- [Task directions] All lines from the one that mentions "Ask | tag the parked" through the last of the entries below must be copied exactly, with both ends kept.

- [Provided data]
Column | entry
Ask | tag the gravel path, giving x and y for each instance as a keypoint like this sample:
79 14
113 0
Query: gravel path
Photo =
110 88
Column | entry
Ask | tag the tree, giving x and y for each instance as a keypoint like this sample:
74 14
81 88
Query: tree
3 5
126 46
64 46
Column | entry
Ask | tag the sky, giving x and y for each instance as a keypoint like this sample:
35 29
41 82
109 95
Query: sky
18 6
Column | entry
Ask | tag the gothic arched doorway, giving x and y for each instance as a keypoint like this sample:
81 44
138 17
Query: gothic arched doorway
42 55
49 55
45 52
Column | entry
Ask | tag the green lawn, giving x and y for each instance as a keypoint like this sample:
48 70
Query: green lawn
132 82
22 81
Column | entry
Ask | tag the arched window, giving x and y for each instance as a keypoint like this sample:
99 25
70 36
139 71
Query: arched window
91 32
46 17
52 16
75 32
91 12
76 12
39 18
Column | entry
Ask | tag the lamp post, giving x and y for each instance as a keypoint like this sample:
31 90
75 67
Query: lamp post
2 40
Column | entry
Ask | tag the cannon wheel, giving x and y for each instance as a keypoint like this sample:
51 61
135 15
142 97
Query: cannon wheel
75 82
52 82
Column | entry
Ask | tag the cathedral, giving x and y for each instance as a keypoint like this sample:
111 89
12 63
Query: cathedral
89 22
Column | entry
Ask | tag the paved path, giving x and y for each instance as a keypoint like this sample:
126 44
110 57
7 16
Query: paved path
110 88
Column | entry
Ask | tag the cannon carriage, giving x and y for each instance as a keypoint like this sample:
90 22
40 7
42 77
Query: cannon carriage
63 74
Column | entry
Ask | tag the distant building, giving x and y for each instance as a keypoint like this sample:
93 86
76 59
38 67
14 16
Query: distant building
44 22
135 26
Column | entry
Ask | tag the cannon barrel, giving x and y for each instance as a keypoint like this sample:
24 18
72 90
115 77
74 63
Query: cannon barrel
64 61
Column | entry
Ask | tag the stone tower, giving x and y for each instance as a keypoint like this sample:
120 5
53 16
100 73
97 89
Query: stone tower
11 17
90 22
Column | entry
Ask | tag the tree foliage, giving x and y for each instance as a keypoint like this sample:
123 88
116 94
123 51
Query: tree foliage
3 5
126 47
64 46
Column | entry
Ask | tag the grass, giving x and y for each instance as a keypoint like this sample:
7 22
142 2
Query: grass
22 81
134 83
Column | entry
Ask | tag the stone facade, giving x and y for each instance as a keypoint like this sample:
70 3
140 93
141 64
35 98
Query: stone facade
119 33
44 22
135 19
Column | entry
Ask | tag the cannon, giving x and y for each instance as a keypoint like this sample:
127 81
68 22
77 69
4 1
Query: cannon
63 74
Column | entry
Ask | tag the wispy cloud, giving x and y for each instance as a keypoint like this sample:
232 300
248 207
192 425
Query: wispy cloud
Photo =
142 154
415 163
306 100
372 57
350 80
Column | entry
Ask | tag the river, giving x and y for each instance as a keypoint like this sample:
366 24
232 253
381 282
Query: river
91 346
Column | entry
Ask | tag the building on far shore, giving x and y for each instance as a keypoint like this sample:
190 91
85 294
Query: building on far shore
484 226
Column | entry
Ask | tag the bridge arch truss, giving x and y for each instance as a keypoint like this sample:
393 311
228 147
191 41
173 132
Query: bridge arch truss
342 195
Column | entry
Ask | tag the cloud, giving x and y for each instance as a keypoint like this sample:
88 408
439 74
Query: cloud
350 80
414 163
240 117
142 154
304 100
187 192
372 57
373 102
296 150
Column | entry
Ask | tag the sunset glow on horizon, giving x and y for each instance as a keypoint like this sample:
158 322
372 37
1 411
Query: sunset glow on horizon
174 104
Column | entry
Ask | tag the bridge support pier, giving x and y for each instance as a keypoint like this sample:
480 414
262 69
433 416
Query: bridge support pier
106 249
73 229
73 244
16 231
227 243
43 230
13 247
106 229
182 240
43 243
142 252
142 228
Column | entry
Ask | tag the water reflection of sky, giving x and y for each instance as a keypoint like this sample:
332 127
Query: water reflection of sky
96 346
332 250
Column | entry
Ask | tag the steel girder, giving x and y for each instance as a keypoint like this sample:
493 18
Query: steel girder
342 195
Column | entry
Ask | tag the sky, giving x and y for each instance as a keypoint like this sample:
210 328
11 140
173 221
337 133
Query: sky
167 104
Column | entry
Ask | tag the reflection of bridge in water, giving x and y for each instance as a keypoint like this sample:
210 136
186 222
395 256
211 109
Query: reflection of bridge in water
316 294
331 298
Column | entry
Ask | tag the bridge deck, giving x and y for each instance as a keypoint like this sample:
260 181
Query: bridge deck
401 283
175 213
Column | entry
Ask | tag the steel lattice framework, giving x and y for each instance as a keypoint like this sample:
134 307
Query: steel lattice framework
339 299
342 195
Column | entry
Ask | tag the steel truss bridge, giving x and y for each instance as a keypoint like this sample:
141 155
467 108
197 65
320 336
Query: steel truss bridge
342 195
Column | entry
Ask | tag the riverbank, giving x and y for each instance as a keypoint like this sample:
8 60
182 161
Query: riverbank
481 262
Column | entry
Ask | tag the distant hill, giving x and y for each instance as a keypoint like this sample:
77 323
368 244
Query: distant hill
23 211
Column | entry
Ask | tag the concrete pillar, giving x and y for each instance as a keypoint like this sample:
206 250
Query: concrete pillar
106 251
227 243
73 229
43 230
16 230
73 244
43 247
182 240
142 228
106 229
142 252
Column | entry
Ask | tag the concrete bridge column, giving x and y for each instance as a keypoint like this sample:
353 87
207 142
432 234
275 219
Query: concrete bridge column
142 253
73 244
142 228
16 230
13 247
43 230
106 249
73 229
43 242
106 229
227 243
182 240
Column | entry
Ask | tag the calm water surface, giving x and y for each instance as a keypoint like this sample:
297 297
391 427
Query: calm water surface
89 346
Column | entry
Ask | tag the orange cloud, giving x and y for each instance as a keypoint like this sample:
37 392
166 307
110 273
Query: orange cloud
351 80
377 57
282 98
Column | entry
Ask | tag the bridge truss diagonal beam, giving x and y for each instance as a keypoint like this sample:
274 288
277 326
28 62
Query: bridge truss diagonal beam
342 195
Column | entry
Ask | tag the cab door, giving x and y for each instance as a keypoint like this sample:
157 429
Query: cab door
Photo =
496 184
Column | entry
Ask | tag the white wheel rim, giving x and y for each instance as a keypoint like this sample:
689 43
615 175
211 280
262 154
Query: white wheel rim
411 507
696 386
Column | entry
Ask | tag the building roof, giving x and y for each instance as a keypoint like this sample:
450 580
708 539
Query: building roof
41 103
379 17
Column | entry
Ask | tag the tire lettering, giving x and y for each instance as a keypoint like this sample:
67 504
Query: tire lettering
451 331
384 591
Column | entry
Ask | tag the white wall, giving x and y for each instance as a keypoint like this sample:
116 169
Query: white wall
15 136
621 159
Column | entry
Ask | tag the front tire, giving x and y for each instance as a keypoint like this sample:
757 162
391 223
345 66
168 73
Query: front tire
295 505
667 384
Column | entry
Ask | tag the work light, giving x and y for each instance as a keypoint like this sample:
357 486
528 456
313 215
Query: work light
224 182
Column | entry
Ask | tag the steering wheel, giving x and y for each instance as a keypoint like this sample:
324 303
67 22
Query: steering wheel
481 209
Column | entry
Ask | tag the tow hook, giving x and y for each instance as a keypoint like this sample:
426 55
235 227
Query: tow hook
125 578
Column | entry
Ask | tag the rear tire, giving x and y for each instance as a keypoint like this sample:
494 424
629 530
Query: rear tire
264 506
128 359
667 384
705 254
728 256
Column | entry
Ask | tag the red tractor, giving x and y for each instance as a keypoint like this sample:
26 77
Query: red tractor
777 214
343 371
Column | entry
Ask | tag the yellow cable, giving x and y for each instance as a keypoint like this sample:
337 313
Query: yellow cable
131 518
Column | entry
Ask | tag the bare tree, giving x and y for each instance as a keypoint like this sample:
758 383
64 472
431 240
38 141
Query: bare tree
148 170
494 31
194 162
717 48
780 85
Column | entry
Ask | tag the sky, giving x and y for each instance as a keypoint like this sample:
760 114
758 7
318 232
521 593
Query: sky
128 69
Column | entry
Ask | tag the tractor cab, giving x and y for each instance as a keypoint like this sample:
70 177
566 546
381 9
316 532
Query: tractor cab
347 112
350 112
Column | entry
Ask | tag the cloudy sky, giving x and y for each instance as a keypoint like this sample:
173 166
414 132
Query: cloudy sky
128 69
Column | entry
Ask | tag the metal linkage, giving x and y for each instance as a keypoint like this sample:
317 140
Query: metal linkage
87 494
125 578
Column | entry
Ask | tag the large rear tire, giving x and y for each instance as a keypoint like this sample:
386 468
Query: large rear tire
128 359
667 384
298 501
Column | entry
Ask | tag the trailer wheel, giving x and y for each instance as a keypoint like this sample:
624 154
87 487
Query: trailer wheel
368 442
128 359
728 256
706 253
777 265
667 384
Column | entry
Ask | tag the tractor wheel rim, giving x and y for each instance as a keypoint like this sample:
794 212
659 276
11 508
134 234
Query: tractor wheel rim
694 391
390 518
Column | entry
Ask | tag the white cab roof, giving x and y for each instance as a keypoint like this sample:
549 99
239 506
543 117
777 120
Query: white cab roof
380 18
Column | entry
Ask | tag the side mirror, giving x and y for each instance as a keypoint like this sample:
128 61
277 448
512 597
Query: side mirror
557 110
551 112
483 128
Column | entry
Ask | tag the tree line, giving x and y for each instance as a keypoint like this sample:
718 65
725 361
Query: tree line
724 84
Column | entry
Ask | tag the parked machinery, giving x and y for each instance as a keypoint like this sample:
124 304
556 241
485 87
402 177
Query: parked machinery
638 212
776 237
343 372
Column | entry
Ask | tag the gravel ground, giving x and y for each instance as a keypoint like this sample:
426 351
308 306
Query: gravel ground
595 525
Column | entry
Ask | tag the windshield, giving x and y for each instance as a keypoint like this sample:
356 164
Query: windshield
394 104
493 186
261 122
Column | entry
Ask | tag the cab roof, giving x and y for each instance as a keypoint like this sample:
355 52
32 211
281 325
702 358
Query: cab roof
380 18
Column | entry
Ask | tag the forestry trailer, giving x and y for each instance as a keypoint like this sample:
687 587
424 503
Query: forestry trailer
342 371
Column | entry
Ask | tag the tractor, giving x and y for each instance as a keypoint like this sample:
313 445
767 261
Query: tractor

- [Result for this exercise]
Ask | tag the parked machinery, giving x and y for each instance as a keypoint like this sample:
124 304
556 241
485 87
402 177
Query: parked machinery
638 212
776 237
343 372
Column | entry
Ask | tag the gravel ground, giving x and y for each instance as a keypoint like this sample:
426 351
308 306
Query: gravel ground
595 525
Column | entry
Ask | tag the windshield, giving x and y for each instance as a keypoint like this sample:
356 164
Query: windshield
394 104
493 186
261 122
Column | entry
Ask | tag the cab roof, giving x and y for each instance as a keypoint like this sample:
355 52
32 211
281 325
702 358
Query: cab roof
380 18
Column | entry
Ask | tag the forestry trailer, giving x and y for each instance as a keypoint like this sample:
687 587
424 503
Query: forestry trailer
342 371
Column | entry
Ask | tag the tractor, giving x and y for each instance as a keypoint like this sample:
313 445
767 261
Query: tractor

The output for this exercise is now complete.